→ Exercise: Give again, unchanged, the line that contains "For every instance of the fruit" together with every line that follows it until the entries end.
Dataset content Start Marker
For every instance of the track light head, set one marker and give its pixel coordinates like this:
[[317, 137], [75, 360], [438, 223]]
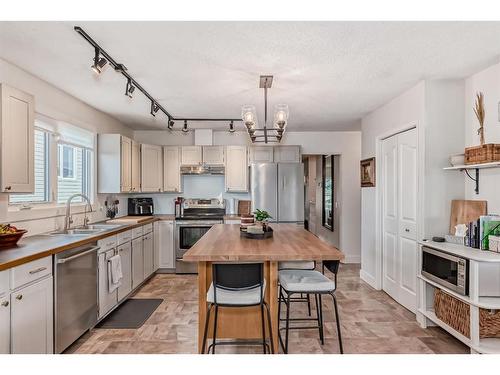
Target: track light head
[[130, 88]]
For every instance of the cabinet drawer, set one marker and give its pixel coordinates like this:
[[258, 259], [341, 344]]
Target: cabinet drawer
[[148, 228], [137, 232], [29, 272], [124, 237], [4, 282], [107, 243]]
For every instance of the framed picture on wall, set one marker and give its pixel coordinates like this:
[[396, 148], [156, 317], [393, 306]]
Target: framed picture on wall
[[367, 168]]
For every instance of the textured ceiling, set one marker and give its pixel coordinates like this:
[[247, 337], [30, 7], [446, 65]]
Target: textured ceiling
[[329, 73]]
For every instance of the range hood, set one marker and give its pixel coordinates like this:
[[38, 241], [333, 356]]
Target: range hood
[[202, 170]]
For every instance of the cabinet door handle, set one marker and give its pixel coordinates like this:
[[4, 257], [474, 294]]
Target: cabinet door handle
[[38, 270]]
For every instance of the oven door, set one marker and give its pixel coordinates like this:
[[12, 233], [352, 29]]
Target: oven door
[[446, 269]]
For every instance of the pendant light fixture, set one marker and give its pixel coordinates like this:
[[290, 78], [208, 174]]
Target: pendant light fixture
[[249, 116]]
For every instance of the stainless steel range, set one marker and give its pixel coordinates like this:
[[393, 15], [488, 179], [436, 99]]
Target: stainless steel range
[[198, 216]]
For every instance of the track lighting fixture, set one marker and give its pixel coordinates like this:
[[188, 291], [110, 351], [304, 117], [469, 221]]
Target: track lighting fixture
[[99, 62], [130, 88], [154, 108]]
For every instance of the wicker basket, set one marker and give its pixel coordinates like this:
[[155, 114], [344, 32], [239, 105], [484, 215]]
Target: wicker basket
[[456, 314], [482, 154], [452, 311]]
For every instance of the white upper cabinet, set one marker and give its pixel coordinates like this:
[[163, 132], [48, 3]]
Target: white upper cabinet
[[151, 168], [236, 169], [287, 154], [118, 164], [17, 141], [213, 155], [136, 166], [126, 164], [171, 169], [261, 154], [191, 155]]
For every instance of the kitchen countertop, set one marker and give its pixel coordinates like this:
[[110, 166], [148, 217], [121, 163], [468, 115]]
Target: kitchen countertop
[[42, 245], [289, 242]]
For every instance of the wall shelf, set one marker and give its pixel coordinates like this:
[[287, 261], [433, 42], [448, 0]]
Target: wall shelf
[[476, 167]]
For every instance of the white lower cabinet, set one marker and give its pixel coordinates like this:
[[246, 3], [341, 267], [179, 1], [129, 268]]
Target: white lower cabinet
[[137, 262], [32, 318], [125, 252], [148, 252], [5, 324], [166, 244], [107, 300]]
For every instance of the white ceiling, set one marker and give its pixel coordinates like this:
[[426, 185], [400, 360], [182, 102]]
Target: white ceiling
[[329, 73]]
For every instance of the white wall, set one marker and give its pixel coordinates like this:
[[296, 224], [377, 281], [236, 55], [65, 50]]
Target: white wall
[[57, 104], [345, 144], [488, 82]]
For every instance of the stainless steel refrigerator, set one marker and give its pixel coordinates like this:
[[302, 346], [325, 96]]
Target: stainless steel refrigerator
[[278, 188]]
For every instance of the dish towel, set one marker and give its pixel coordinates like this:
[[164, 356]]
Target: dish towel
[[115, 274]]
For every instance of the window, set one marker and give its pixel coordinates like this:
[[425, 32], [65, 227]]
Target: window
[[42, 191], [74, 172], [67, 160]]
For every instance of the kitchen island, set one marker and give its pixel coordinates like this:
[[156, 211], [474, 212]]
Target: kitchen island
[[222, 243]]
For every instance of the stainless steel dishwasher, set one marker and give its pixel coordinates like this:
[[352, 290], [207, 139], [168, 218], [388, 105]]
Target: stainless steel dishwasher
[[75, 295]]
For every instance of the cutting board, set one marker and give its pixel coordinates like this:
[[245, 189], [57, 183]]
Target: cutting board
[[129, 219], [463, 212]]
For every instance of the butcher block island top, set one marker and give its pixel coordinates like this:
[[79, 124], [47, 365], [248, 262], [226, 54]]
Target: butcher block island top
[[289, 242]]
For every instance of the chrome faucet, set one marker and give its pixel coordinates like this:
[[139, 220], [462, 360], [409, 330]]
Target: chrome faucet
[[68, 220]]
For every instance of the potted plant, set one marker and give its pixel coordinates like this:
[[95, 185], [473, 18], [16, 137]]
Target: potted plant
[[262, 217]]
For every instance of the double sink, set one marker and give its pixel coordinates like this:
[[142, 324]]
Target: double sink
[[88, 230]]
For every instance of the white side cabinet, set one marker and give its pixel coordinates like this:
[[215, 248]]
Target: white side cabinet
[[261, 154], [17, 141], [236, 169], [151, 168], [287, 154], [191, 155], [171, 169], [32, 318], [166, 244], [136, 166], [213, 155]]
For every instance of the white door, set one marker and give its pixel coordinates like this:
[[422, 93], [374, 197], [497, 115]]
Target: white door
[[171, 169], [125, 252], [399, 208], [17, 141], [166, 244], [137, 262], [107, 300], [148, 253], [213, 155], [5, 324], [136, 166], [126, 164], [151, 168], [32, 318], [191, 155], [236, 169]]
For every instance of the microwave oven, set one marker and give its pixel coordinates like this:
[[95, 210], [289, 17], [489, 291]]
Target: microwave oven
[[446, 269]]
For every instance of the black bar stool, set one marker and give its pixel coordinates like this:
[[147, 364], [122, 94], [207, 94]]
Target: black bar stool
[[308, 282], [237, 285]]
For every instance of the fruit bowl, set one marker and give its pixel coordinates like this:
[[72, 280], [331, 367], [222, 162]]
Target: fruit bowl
Dataset content End Marker
→ Your response:
For every instance of the fruit bowl, set one marker and give its pixel coordinates like this:
[[72, 280], [331, 367], [222, 162]]
Target: fruit bowl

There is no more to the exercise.